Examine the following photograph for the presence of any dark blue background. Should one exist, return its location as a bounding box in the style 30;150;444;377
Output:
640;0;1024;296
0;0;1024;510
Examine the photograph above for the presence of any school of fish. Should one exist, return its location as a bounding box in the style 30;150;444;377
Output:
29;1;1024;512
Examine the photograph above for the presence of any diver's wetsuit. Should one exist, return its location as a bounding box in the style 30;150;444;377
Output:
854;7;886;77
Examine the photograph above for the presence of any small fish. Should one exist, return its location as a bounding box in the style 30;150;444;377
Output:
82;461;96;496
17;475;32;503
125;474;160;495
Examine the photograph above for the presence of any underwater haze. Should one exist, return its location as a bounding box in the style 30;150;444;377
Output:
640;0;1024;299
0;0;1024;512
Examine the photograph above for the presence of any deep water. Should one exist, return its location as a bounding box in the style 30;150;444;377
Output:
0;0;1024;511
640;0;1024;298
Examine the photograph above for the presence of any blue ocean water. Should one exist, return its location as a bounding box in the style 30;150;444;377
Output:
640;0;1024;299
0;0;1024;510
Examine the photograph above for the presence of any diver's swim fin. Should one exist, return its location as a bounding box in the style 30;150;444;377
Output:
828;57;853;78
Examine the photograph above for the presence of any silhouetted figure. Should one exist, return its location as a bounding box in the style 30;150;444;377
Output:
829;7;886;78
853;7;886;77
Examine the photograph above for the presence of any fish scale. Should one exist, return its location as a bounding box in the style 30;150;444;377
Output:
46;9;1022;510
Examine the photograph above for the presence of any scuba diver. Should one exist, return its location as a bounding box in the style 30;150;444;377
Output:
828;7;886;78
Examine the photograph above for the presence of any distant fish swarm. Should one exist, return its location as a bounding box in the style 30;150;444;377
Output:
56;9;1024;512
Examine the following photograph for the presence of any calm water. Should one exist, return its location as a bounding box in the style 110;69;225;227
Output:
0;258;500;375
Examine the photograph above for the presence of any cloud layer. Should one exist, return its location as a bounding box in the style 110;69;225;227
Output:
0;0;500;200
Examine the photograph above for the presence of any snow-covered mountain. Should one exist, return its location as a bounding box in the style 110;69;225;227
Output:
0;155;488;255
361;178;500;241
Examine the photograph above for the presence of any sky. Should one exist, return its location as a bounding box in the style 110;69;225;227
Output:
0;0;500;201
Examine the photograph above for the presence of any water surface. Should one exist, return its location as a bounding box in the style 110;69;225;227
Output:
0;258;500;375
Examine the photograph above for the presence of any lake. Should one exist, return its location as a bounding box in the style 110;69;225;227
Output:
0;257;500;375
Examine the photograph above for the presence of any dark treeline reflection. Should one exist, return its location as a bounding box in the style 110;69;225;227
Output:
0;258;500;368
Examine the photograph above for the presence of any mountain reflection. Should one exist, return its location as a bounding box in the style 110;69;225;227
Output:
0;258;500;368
· · ·
● PROMPT:
Convert every line of the items above into a JSON list of strings, with one string per line and blank lines left out.

● SOLUTION FOR THIS TASK:
[
  "Examine the following photograph for the presence of any dark blue background. Should one exist, return its location as a bounding box in the style 30;150;444;377",
  "Output:",
  "640;0;1024;296",
  "0;0;1024;510",
  "Examine the photograph above for the presence of any school of fish. Should one exist, return its location as a bounding box in the style 30;150;444;377",
  "Output:",
  "29;1;1024;512",
  "Examine the photograph above for the presence of any diver's wetsuit. Should one exist, return its location as a bounding box in the style 30;150;444;377",
  "Output:",
  "854;7;886;77",
  "Examine the photograph above for the presence of any small fish. Should one exist, return its location as a bounding box in the style 30;150;444;377",
  "Output:",
  "82;461;96;496",
  "17;475;32;503",
  "125;474;160;495",
  "Examine the photograph above for the presence of any underwater haze. Should one exist, return its location as a bounding box in the style 30;150;444;377",
  "Output:",
  "640;0;1024;299",
  "0;0;1024;512",
  "Examine the photograph above for the presence of any deep water. Should one exist, return its location as a bounding box in the style 30;150;444;377",
  "Output:",
  "0;0;1024;511",
  "640;0;1024;298",
  "Examine the photograph above for the presence of any blue ocean water. Should one exist, return its location as a bounding box in the style 30;150;444;377",
  "Output:",
  "640;0;1024;299",
  "0;0;1024;510",
  "Examine the photograph above for the presence of any diver's swim fin. Should one exist, return its location as a bounding box in the style 30;150;444;377",
  "Output:",
  "828;57;853;78",
  "Examine the photograph above for the presence of any silhouetted figure. Should one exist, return its location as a bounding box in the style 30;150;444;377",
  "Output:",
  "829;7;886;78",
  "853;7;886;77",
  "Examine the photograph above for the presence of any fish scale. Should one exist, return its location as a bounding box in the style 30;150;444;377",
  "Output:",
  "46;9;1022;510",
  "Examine the photograph above for the presence of any scuba diver. Should one exist, return its location as a bounding box in the style 30;150;444;377",
  "Output:",
  "828;7;886;78",
  "Examine the photograph above for the presence of any distant fish swarm. Should one exist, return its location as a bounding box in the style 30;150;444;377",
  "Output:",
  "56;9;1024;512",
  "Examine the following photograph for the presence of any calm water. Should one exist, return its location as a bounding box in the style 110;69;225;227",
  "Output:",
  "0;258;500;375",
  "Examine the photograph above for the presence of any cloud layer. Should one exist, return its location as a bounding box in the style 110;69;225;227",
  "Output:",
  "0;0;500;200",
  "Examine the photograph above for the presence of any snow-covered mountain. Should one exist, return its location as a bounding box in the style 110;69;225;227",
  "Output:",
  "0;155;488;255",
  "361;178;500;241",
  "Examine the photograph above for the presence of any sky. Should one exist, return its location as a bounding box in the style 110;69;225;227",
  "Output:",
  "0;0;500;201",
  "Examine the photograph above for the presence of any water surface. Should one exist, return its location as a bounding box in the style 110;69;225;227",
  "Output:",
  "0;258;500;375",
  "Examine the photograph above for the presence of any lake. Should one exist, return its location as a bounding box in the style 110;69;225;227",
  "Output:",
  "0;257;500;375",
  "Examine the photograph above for the presence of any dark treeline reflection. Should one exist, return its location as a bounding box in the style 110;69;225;227",
  "Output:",
  "0;258;500;368",
  "Examine the photograph above for the presence of any mountain reflection. Should one exist, return its location as a bounding box in the style 110;69;225;227",
  "Output:",
  "0;258;500;368"
]